(Object location annotation data)
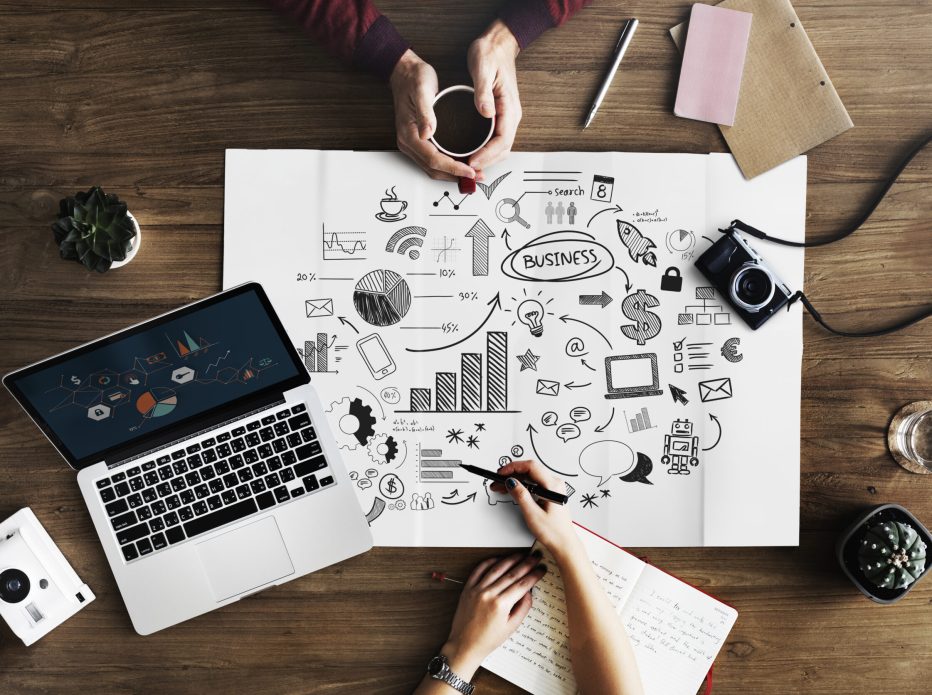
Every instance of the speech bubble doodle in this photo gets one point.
(575, 347)
(641, 470)
(391, 395)
(567, 432)
(606, 458)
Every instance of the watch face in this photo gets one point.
(435, 666)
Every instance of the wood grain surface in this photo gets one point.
(142, 98)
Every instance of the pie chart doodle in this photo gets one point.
(382, 298)
(156, 402)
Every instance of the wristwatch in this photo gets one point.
(439, 668)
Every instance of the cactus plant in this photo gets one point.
(892, 555)
(94, 229)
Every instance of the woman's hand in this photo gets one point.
(495, 600)
(491, 60)
(414, 86)
(550, 522)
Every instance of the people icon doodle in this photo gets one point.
(421, 502)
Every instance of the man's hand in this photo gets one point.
(414, 86)
(495, 599)
(492, 66)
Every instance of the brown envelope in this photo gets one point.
(787, 104)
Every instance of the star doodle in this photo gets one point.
(528, 360)
(589, 501)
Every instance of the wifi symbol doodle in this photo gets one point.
(410, 238)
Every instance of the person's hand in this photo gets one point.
(414, 86)
(495, 600)
(491, 61)
(550, 522)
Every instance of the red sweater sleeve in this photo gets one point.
(528, 19)
(353, 30)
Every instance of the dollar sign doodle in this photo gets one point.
(647, 323)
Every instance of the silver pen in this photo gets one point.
(626, 34)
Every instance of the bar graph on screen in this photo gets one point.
(432, 467)
(442, 397)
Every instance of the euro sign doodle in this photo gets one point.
(646, 323)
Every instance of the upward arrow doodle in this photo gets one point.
(480, 235)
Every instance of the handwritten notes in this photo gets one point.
(675, 630)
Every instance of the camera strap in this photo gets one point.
(799, 296)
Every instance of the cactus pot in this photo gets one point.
(846, 550)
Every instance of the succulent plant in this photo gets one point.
(94, 229)
(892, 555)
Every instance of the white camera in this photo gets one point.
(38, 588)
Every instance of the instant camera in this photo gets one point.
(38, 588)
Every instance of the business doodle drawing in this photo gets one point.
(555, 314)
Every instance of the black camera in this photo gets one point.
(14, 585)
(742, 277)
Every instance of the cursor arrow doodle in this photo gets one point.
(480, 235)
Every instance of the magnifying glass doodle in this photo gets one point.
(511, 205)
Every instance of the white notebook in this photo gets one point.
(675, 629)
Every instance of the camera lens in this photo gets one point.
(14, 585)
(752, 287)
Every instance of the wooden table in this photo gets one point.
(144, 97)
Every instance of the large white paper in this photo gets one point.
(406, 296)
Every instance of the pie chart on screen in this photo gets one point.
(156, 402)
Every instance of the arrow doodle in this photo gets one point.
(566, 318)
(531, 431)
(495, 303)
(602, 300)
(614, 208)
(466, 499)
(480, 235)
(719, 438)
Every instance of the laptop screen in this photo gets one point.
(178, 368)
(631, 372)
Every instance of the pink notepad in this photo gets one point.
(713, 61)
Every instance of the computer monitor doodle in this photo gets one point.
(632, 376)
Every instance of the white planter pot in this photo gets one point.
(137, 242)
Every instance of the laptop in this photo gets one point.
(202, 454)
(632, 376)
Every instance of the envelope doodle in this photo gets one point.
(318, 307)
(714, 390)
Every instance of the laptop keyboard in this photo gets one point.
(214, 481)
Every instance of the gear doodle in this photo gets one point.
(382, 448)
(356, 420)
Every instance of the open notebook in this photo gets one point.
(675, 629)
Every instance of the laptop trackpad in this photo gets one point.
(245, 558)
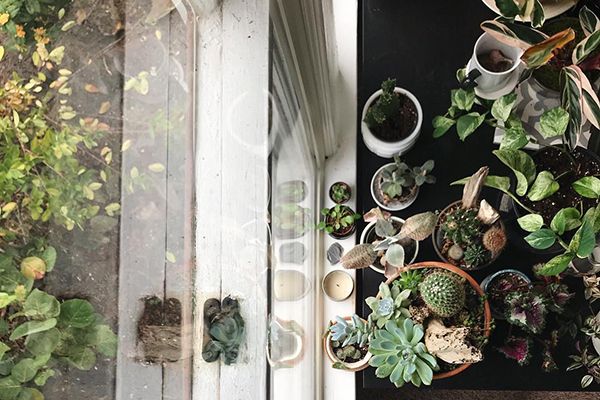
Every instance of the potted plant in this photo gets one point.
(390, 253)
(382, 225)
(437, 314)
(391, 120)
(339, 221)
(395, 186)
(535, 313)
(469, 233)
(347, 343)
(497, 285)
(340, 192)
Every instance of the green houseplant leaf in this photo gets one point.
(588, 186)
(522, 166)
(531, 222)
(543, 187)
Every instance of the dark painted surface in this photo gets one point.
(422, 44)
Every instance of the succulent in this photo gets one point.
(494, 239)
(443, 292)
(399, 353)
(475, 255)
(409, 280)
(527, 310)
(350, 333)
(462, 226)
(393, 305)
(361, 256)
(400, 175)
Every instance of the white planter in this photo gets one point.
(351, 367)
(394, 206)
(363, 240)
(389, 149)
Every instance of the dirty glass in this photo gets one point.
(96, 183)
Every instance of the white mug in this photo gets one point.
(490, 81)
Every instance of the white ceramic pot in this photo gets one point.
(351, 367)
(389, 149)
(363, 240)
(394, 206)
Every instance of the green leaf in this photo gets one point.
(43, 342)
(584, 241)
(514, 138)
(9, 388)
(565, 220)
(25, 370)
(467, 124)
(508, 8)
(541, 239)
(522, 166)
(30, 327)
(441, 125)
(463, 99)
(554, 122)
(557, 265)
(41, 305)
(531, 222)
(76, 313)
(502, 107)
(543, 187)
(588, 186)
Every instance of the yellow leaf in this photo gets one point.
(91, 88)
(156, 167)
(104, 107)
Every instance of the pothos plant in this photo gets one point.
(578, 98)
(39, 332)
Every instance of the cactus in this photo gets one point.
(443, 293)
(462, 226)
(361, 256)
(475, 255)
(494, 239)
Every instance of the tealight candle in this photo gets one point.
(338, 285)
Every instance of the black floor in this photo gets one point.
(422, 44)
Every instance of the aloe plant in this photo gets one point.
(399, 353)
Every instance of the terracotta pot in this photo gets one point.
(351, 367)
(486, 306)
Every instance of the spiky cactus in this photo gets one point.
(443, 293)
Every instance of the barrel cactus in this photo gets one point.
(443, 293)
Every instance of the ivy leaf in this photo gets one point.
(463, 99)
(531, 222)
(565, 220)
(502, 107)
(441, 125)
(522, 166)
(76, 313)
(467, 124)
(541, 239)
(30, 327)
(557, 265)
(588, 186)
(554, 122)
(543, 187)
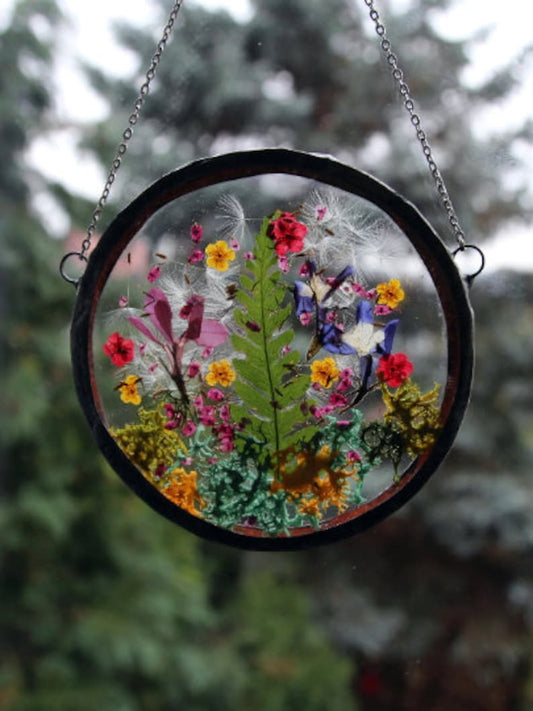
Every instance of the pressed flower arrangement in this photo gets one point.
(272, 380)
(257, 375)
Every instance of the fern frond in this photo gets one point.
(271, 395)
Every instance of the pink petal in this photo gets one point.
(141, 326)
(212, 333)
(194, 318)
(158, 309)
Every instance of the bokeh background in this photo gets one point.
(103, 604)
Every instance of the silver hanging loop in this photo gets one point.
(469, 278)
(409, 105)
(123, 146)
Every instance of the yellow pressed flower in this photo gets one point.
(128, 390)
(219, 255)
(220, 373)
(183, 491)
(324, 372)
(390, 294)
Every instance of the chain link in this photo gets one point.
(398, 76)
(128, 133)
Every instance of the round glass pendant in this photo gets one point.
(273, 350)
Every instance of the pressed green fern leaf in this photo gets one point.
(267, 384)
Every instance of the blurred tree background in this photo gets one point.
(105, 605)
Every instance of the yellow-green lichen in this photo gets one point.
(414, 414)
(147, 443)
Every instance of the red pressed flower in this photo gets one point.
(394, 369)
(120, 350)
(287, 233)
(196, 232)
(154, 274)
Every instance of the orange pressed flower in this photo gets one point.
(183, 491)
(220, 373)
(219, 255)
(324, 372)
(128, 390)
(390, 293)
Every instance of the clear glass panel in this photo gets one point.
(268, 353)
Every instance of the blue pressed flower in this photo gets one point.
(304, 302)
(390, 330)
(330, 336)
(364, 313)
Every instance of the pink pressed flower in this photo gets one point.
(344, 385)
(189, 429)
(120, 350)
(196, 256)
(346, 288)
(288, 234)
(196, 232)
(337, 400)
(382, 310)
(153, 274)
(358, 289)
(283, 264)
(207, 416)
(193, 369)
(169, 410)
(225, 430)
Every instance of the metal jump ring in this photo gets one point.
(469, 278)
(66, 277)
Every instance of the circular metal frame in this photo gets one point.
(436, 258)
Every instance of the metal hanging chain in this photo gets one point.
(398, 76)
(123, 146)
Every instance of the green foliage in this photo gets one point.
(272, 397)
(148, 444)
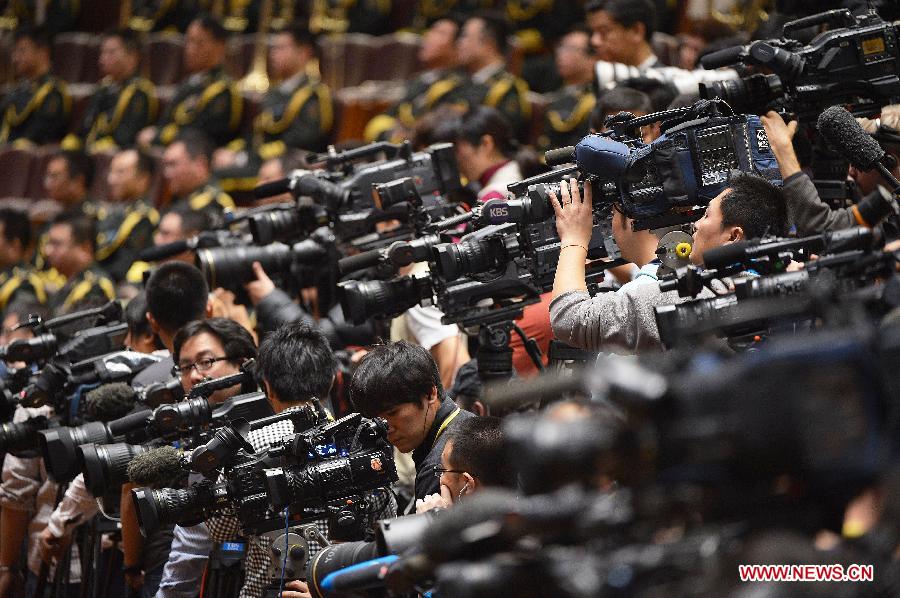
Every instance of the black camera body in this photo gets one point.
(855, 64)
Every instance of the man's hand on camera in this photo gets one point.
(781, 137)
(574, 219)
(435, 501)
(296, 589)
(260, 288)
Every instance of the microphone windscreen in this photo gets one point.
(110, 401)
(160, 468)
(844, 135)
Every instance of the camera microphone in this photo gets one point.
(110, 401)
(159, 468)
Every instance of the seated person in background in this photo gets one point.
(472, 459)
(441, 84)
(36, 110)
(806, 211)
(125, 102)
(17, 280)
(71, 246)
(130, 218)
(187, 171)
(482, 47)
(296, 113)
(567, 118)
(400, 383)
(208, 99)
(748, 208)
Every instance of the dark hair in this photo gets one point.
(78, 164)
(191, 221)
(128, 37)
(756, 205)
(176, 294)
(393, 374)
(16, 226)
(136, 315)
(297, 362)
(146, 164)
(619, 99)
(39, 35)
(627, 12)
(237, 342)
(660, 93)
(496, 28)
(196, 143)
(83, 227)
(478, 449)
(213, 26)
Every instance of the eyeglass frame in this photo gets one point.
(179, 371)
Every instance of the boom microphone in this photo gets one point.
(159, 468)
(845, 136)
(110, 401)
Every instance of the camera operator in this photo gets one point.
(806, 211)
(749, 208)
(471, 460)
(202, 350)
(400, 383)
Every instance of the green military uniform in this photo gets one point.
(35, 112)
(424, 93)
(297, 114)
(124, 232)
(209, 199)
(115, 115)
(21, 283)
(207, 101)
(351, 16)
(89, 288)
(500, 89)
(568, 117)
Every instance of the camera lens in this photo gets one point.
(105, 466)
(362, 300)
(58, 445)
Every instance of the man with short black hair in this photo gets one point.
(125, 102)
(71, 244)
(625, 320)
(188, 171)
(36, 111)
(622, 30)
(400, 383)
(207, 100)
(18, 282)
(482, 47)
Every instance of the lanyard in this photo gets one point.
(444, 425)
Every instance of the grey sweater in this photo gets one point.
(621, 321)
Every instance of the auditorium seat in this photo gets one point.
(15, 164)
(162, 58)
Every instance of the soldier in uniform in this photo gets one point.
(567, 118)
(126, 102)
(208, 99)
(36, 111)
(186, 169)
(298, 113)
(18, 282)
(71, 243)
(482, 47)
(441, 84)
(131, 217)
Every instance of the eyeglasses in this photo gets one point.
(438, 471)
(204, 365)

Direction >>
Copy exactly the lines from the one containing "Every instance of the man with" through the last line of the records, both included, and nothing else.

Correct output >>
Every instance of the man with short black hair in this photo gets one point.
(125, 102)
(71, 244)
(625, 320)
(188, 171)
(36, 111)
(622, 30)
(400, 383)
(207, 100)
(18, 282)
(482, 47)
Every instance of the lanyard in this photo gets one point.
(444, 425)
Every instance of the grey sweater in this photo gets one point.
(621, 321)
Every instance of the auditorium seat in this photo gets one point.
(15, 164)
(162, 58)
Every instance of the soldier in uniform in this photo gets one point.
(567, 118)
(126, 102)
(208, 99)
(36, 111)
(186, 169)
(298, 113)
(18, 282)
(71, 243)
(482, 47)
(441, 84)
(131, 217)
Every instance of the eyeglasses in this photo gets one point.
(438, 471)
(204, 365)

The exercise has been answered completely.